● **GIVEN TEXT**:
>>>>

Getting the AED and Paddles out for this thread. I am thinking of changing but not for the reason you might think. Yes they do recommend 100K intervals but my concern and whether dealer does it or not the concern is still there. Trying to get a plug out with 10K is or at least should be a lot easier than 100K. Yes I would keep the same gap and heat range as per OEM instructions but really don't want to think about trying to get in there at 100K. Especially with the previous history of the V8 engines either stripping threads or breaking off plug in the cylinder wall. Yes I realize different engine, different but with something like that....."The apple doesn't fall from the tree" as they say. Back track a bit to the Taurus SHO. I had a 2014 SHO and believe it or not changing plugs on the transverse Front engine rear back was about 10 times easier than my 2015 Expedition with the same engine. The SHO just remove the strut tower cross brace and loosen a couple of brackets and rear bank is about as simple as it gets. About the only thing easier for removal of the rear bank on the Taurus 3.5 would be a quick disconnect coupler. Yes they look intimidating but it does appear that it can be done. I personally am skittish about all these high mileage recommendations especially figuring they are banking on the odds of the items going out after the warranty has expired. I don't have a problem with someone changing earlier than the OEM recommendations, as long sa they are aware of the pitfalls.
 






I wouldn't blame you on an early change, although there's no way you have enough mileage to worry about it.

I've seen misfires with 80k. Had I kept mine, I was planning to change them between 75-80k at most.
 






Alex....welcome back....are you lost again? This is the big boys with big toys forum.....the Prius forum is lower leve next to linens and kitchen appliances.

Sorry buddy......Couldn’t resist!! thanks again for the service manual and cargo cover/net.
 






I'm here to revive this old thread and let anyone who is thinking about doing their spark plugs, atleast on the 3.5 ecoboost, it's very easy. Nothing else to take out of the way other than the charge pipe's 1 bolt and couple of clamps, have the 6 inch swivel ext and a 3 inch ext for the back otherwise it wasn't a big deal, just did them in about 1.5 hours and that included a trip back to the auto parts store in my wife's car to exchange the 1 incorrect plug I was sold. They didn't have the NGK's and I wanted to go iridium so I went autolite iridiums. I only have 80k miles and am the 2nd owner since 60k, I wasn't sure if the plugs I pulled may have original so I figured better safe than sorry, they were only slightly gapped at around. ..40. Torrie at unleashed had recommended...28, I went around. 30... I also just did a mobil 1 oil change and filter and sync 3 upgrade! My explorer is getting all the love this month.
 






I'm here to revive this old thread and let anyone who is thinking about doing their spark plugs, atleast on the 3.5 ecoboost, it's very easy. Nothing else to take out of the way other than the charge pipe's 1 bolt and couple of clamps, have the 6 inch swivel ext and a 3 inch ext for the back otherwise it wasn't a big deal, just did them in about 1.5 hours and that included a trip back to the auto parts store in my wife's car to exchange the 1 incorrect plug I was sold. They didn't have the NGK's and I wanted to go iridium so I went autolite iridiums. I only have 80k miles and am the 2nd owner since 60k, I wasn't sure if the plugs I pulled may have original so I figured better safe than sorry, they were only slightly gapped at around. ..40. Torrie at unleashed had recommended...28, I went around. 30... I also just did a mobil 1 oil change and filter and sync 3 upgrade! My explorer is getting all the love this month.
Lucky on my 2011 i had to take the air intake top portion of the engine and it need a new gasket when you reassemble to get to the rear plugs. i did mine around 120 and now i am at 170.
 






So is gapping at 30 what most Ecoboost owners use? Oem gap is what, 35?

<<<<

● **DATASET CONTENT**:

>>>>

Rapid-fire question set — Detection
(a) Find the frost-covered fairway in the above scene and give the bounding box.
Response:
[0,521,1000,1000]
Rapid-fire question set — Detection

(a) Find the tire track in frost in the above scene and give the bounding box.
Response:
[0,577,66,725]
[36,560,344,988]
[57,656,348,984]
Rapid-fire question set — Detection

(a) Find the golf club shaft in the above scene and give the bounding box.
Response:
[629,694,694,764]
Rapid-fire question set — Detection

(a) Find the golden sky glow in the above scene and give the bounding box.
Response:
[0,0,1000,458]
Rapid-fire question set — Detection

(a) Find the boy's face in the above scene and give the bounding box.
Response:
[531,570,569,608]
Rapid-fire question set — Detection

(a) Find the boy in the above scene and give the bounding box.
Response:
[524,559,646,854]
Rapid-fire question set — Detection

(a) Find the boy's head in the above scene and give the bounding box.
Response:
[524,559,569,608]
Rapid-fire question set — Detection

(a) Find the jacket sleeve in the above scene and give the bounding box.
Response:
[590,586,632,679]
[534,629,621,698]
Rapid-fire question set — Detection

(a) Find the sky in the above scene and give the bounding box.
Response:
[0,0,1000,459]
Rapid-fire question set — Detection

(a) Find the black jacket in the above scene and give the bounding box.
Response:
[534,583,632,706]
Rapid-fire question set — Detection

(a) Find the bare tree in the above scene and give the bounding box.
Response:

<<<<

● **REQUIRED ACTION 1**:
In the spark plug thread, set down everything from "I wouldn't blame" down to "75-80k at most.".
● **REQUIRED ACTION 2**:
Answer these questions from the spark plug thread:
(a) What model year was the Taurus SHO that the first poster owned?
(b) At what mileage has one poster seen misfires?
(c) What brand of plugs did the poster who revived the thread install?
● **REQUIRED ACTION 3**:
List every vehicle model named in the spark plug thread.

● **TASK RESPONSE 1**:
I wouldn't blame you on an early change, although there's no way you have enough mileage to worry about it.

I've seen misfires with 80k. Had I kept mine, I was planning to change them between 75-80k at most.

● **TASK RESPONSE 2**:
(a) 2014
(b) 80k
(c) Autolite (iridiums)

● **TASK RESPONSE 3**:
Taurus SHO
Expedition
Prius
Explorer